## TASK BRIEF
Check each line of the material for the string "christmas", and copy the lines that have it.

## TASK INPUTS
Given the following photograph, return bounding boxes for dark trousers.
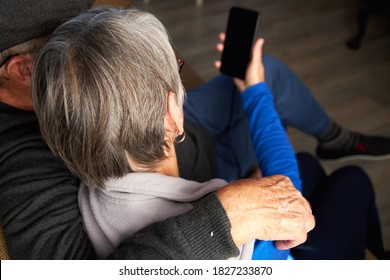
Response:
[292,152,384,259]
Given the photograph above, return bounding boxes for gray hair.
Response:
[32,7,185,188]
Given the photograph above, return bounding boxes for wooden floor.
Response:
[131,0,390,251]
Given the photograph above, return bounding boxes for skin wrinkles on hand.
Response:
[217,175,315,249]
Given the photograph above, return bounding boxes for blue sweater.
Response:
[240,82,302,260]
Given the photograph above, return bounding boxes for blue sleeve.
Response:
[241,82,302,191]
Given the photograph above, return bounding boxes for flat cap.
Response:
[0,0,95,52]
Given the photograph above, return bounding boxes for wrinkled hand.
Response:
[215,32,265,92]
[217,175,315,250]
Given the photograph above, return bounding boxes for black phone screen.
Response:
[220,7,260,80]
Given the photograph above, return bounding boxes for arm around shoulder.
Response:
[109,192,239,260]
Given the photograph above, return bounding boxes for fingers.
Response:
[274,189,315,250]
[274,211,315,250]
[305,207,316,232]
[275,235,307,250]
[233,78,246,92]
[218,175,315,247]
[219,32,225,42]
[216,43,224,53]
[242,37,265,88]
[251,38,264,64]
[215,33,225,54]
[214,34,225,70]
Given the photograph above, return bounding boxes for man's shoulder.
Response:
[0,102,38,132]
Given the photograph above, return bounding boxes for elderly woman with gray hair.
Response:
[32,7,313,259]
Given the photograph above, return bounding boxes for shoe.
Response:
[316,134,390,162]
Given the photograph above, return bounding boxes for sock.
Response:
[317,122,359,150]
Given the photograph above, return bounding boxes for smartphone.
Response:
[220,7,260,80]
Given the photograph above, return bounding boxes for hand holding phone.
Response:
[220,7,260,80]
[217,34,265,92]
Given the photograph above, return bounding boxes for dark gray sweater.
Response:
[0,102,238,259]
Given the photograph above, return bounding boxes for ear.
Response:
[164,91,184,135]
[4,54,33,87]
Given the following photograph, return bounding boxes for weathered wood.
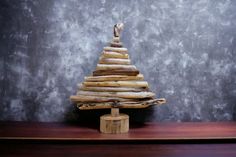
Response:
[104,51,127,55]
[83,81,148,88]
[85,74,144,82]
[78,103,148,109]
[111,108,119,116]
[99,58,131,65]
[79,85,147,92]
[77,98,166,110]
[113,37,120,42]
[102,51,129,59]
[93,69,139,76]
[76,91,155,99]
[77,100,149,107]
[104,47,128,53]
[110,42,123,47]
[96,64,137,71]
[70,95,134,103]
[100,111,129,134]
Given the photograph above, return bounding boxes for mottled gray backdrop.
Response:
[0,0,236,122]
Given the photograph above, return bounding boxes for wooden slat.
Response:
[96,64,136,71]
[102,51,129,59]
[77,98,166,110]
[99,58,131,65]
[110,42,123,47]
[79,85,147,92]
[83,81,148,88]
[78,103,150,109]
[93,69,139,76]
[85,74,144,82]
[76,91,155,99]
[112,37,120,42]
[70,95,138,103]
[104,47,128,53]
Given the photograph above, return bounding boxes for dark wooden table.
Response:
[0,122,236,157]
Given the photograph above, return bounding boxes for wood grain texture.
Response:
[1,122,236,141]
[96,64,136,71]
[112,37,120,42]
[1,122,236,157]
[99,58,131,65]
[102,51,129,59]
[70,95,133,103]
[77,98,166,110]
[103,47,128,52]
[1,143,236,157]
[79,85,147,92]
[84,74,144,82]
[76,91,155,99]
[83,81,148,88]
[93,69,139,76]
[100,112,129,134]
[110,42,123,47]
[77,102,156,110]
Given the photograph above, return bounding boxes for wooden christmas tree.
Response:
[70,23,166,133]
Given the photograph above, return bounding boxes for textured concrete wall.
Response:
[0,0,236,122]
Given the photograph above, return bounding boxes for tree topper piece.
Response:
[113,23,124,37]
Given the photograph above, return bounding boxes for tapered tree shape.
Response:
[70,24,166,110]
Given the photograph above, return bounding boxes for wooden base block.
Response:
[100,109,129,134]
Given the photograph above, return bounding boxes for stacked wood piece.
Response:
[70,36,166,110]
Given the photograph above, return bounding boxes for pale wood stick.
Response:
[70,95,136,103]
[77,91,155,99]
[104,47,127,53]
[113,37,120,42]
[96,64,136,71]
[104,47,128,53]
[99,58,131,65]
[104,51,127,54]
[85,74,144,82]
[79,84,147,92]
[93,69,139,76]
[83,81,148,88]
[102,51,129,59]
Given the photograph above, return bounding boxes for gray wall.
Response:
[0,0,236,122]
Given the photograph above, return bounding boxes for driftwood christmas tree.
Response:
[70,23,166,133]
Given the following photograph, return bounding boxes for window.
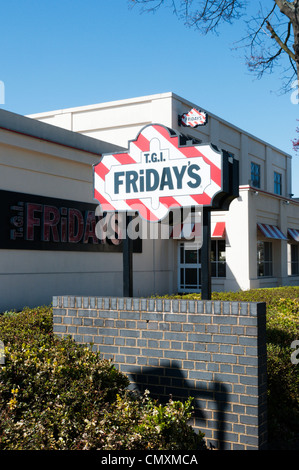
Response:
[178,242,201,292]
[251,162,260,188]
[178,240,227,291]
[288,244,299,275]
[211,240,226,277]
[257,241,273,277]
[274,172,282,195]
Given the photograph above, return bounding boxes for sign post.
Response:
[201,207,211,300]
[123,213,133,297]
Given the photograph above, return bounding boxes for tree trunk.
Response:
[274,0,299,83]
[294,23,299,86]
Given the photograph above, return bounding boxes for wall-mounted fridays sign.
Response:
[0,190,141,252]
[93,124,223,222]
[179,108,208,128]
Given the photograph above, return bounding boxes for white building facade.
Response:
[0,109,126,311]
[0,92,297,311]
[29,92,299,294]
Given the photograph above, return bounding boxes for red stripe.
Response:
[259,224,272,238]
[272,226,287,239]
[113,153,136,164]
[159,196,181,209]
[94,188,114,210]
[94,161,110,180]
[152,124,180,148]
[264,224,278,238]
[189,193,212,206]
[134,131,151,152]
[125,198,160,222]
[271,226,280,238]
[178,145,205,158]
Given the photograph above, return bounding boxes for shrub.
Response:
[159,287,299,447]
[0,306,206,450]
[2,286,298,449]
[264,294,299,446]
[80,392,206,450]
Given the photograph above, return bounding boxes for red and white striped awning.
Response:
[211,221,226,238]
[257,223,287,240]
[170,222,225,239]
[288,228,299,242]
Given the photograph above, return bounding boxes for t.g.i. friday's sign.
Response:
[93,124,222,223]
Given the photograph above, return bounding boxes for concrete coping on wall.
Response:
[52,295,264,317]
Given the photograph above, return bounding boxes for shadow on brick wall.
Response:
[128,363,229,450]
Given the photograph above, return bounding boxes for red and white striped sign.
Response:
[93,124,223,222]
[181,108,207,127]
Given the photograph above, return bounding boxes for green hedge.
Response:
[0,306,206,450]
[1,286,298,449]
[161,287,299,448]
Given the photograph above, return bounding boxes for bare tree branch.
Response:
[246,3,277,48]
[130,0,245,33]
[266,20,295,61]
[183,0,245,33]
[129,0,299,91]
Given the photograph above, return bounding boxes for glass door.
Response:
[178,242,201,293]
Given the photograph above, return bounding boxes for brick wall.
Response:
[52,295,267,450]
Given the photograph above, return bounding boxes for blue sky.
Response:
[1,0,298,194]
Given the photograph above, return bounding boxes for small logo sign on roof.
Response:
[180,108,208,128]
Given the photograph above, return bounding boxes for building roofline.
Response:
[170,93,292,159]
[240,184,298,204]
[27,93,175,117]
[0,108,125,156]
[27,92,292,159]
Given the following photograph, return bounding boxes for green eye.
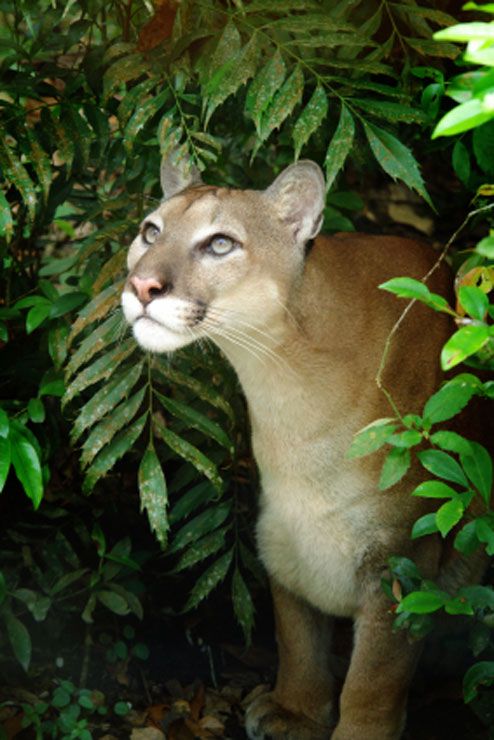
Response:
[207,235,235,256]
[142,223,160,245]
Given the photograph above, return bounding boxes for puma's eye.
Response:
[206,235,236,256]
[142,223,160,245]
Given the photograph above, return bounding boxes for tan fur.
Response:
[121,160,485,739]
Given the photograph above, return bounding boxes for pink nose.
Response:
[130,275,166,304]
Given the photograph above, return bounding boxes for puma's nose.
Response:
[130,275,171,304]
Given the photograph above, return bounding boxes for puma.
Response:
[121,156,486,739]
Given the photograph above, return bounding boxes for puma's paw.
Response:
[245,691,331,740]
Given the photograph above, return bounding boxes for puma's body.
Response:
[122,159,485,739]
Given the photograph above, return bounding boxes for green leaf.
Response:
[0,409,9,438]
[69,281,124,345]
[388,430,423,448]
[293,84,328,159]
[452,140,471,185]
[324,103,355,190]
[417,449,468,487]
[70,361,143,443]
[379,277,450,312]
[476,235,494,259]
[463,661,494,703]
[433,99,494,139]
[259,66,304,142]
[138,446,169,546]
[352,99,426,124]
[411,513,438,539]
[155,392,233,453]
[347,417,397,458]
[444,596,474,616]
[97,590,130,615]
[476,518,494,555]
[103,53,149,98]
[27,398,45,424]
[0,435,11,493]
[441,325,490,370]
[459,286,489,321]
[10,426,43,508]
[0,138,37,224]
[156,419,222,490]
[27,133,52,201]
[154,364,234,421]
[82,412,147,493]
[435,498,465,537]
[183,548,234,611]
[245,50,286,133]
[172,526,229,573]
[473,120,494,176]
[0,190,13,243]
[232,568,255,644]
[397,590,448,614]
[124,89,170,153]
[378,447,410,490]
[26,302,52,334]
[461,442,492,504]
[434,22,494,42]
[454,521,480,555]
[413,480,457,499]
[80,387,146,468]
[65,312,124,380]
[169,481,215,525]
[5,611,31,671]
[169,502,231,554]
[363,122,433,208]
[406,37,458,59]
[49,292,87,319]
[423,374,481,423]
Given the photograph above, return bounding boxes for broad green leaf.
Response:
[379,277,450,313]
[460,585,494,610]
[26,302,52,334]
[204,35,260,126]
[464,661,494,703]
[138,446,169,545]
[292,84,328,159]
[435,498,465,537]
[169,481,215,525]
[459,286,489,321]
[49,292,87,319]
[0,435,11,493]
[388,430,423,448]
[50,568,89,596]
[431,431,472,456]
[10,427,43,508]
[454,520,480,555]
[172,526,229,572]
[117,78,157,126]
[4,611,31,671]
[353,99,426,124]
[71,362,144,442]
[80,386,146,468]
[461,442,492,504]
[97,590,129,615]
[27,398,45,424]
[473,120,494,176]
[48,324,69,369]
[378,447,410,490]
[124,89,170,153]
[445,596,474,616]
[347,417,397,458]
[0,138,36,224]
[156,419,222,490]
[64,338,136,408]
[259,66,304,142]
[324,103,354,190]
[65,312,124,380]
[476,235,494,259]
[245,50,286,133]
[396,590,448,614]
[433,99,493,139]
[155,392,233,453]
[406,37,458,59]
[169,501,231,554]
[364,122,433,208]
[183,548,233,611]
[411,513,438,539]
[476,518,494,555]
[232,567,255,644]
[413,480,457,499]
[441,325,490,370]
[452,140,471,184]
[0,409,9,438]
[82,412,147,493]
[417,450,468,487]
[103,53,149,98]
[434,22,494,42]
[423,374,481,424]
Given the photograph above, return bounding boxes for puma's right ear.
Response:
[160,150,202,200]
[264,160,326,246]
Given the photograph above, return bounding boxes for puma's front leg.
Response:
[332,587,421,740]
[245,580,334,740]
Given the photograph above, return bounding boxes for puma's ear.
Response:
[264,160,325,245]
[160,150,202,200]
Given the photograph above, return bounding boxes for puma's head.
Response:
[121,154,325,353]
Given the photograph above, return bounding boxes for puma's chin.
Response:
[132,316,192,353]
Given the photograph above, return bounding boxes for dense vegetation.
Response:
[0,0,493,736]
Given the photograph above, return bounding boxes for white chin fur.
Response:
[121,290,194,353]
[132,317,192,353]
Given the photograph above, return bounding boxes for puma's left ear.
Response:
[264,160,325,245]
[160,149,202,200]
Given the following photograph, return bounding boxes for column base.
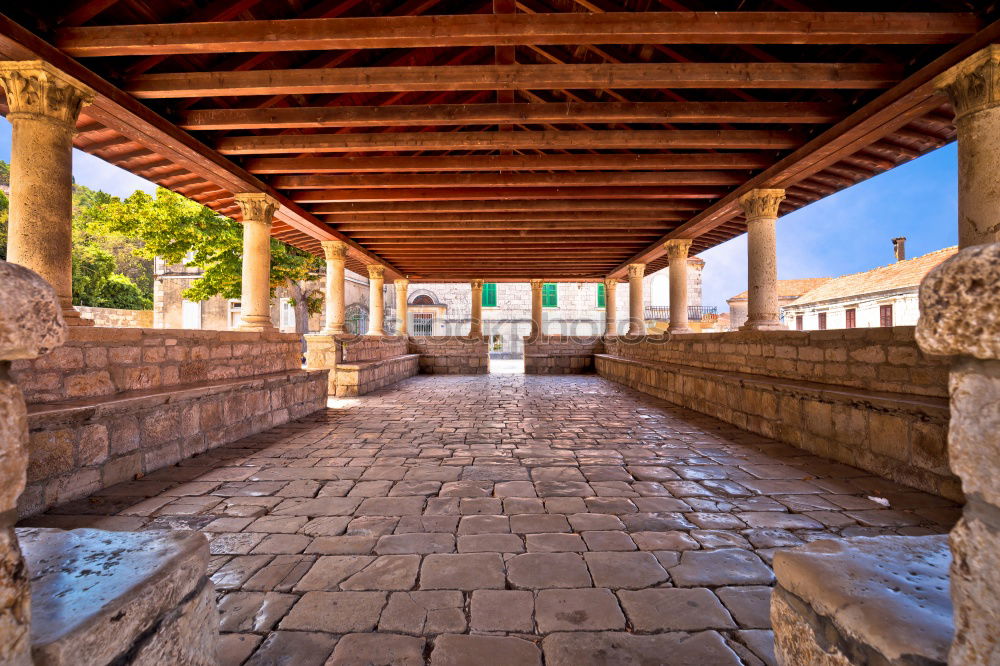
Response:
[59,300,94,327]
[740,320,785,332]
[668,325,693,334]
[321,327,345,335]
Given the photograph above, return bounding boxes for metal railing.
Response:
[644,306,718,322]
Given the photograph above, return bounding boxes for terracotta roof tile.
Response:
[728,277,832,302]
[787,247,957,307]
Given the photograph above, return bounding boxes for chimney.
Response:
[892,237,906,262]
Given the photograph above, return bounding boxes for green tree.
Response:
[0,189,8,260]
[71,243,152,309]
[86,187,325,335]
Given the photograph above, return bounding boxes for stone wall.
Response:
[407,336,489,374]
[305,334,418,397]
[10,327,302,405]
[597,328,957,500]
[524,336,605,374]
[603,327,949,398]
[76,306,153,328]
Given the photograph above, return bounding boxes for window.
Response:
[345,304,368,334]
[411,295,434,306]
[182,299,202,330]
[880,304,893,327]
[795,315,804,331]
[482,282,497,308]
[845,308,857,329]
[228,301,241,330]
[280,298,296,330]
[542,283,558,307]
[817,312,827,330]
[412,313,433,336]
[597,283,606,308]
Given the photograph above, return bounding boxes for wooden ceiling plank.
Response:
[312,199,704,213]
[58,12,979,57]
[291,185,726,202]
[270,170,744,189]
[127,62,903,99]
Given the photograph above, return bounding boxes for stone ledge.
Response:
[19,527,218,666]
[772,535,952,666]
[336,353,421,372]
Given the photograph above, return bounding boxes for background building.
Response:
[153,258,369,332]
[781,246,957,331]
[726,278,831,330]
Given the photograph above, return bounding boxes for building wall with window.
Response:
[386,262,704,358]
[152,258,368,332]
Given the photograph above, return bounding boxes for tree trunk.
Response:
[286,279,310,354]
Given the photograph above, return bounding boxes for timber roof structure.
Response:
[1,2,996,282]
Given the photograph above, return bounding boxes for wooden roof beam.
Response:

## RESPONSE BELOW
Given the photograph above, return bounding boxes for wooden christmas tree.
Given the photograph above, return bounding boxes for driftwood christmas tree.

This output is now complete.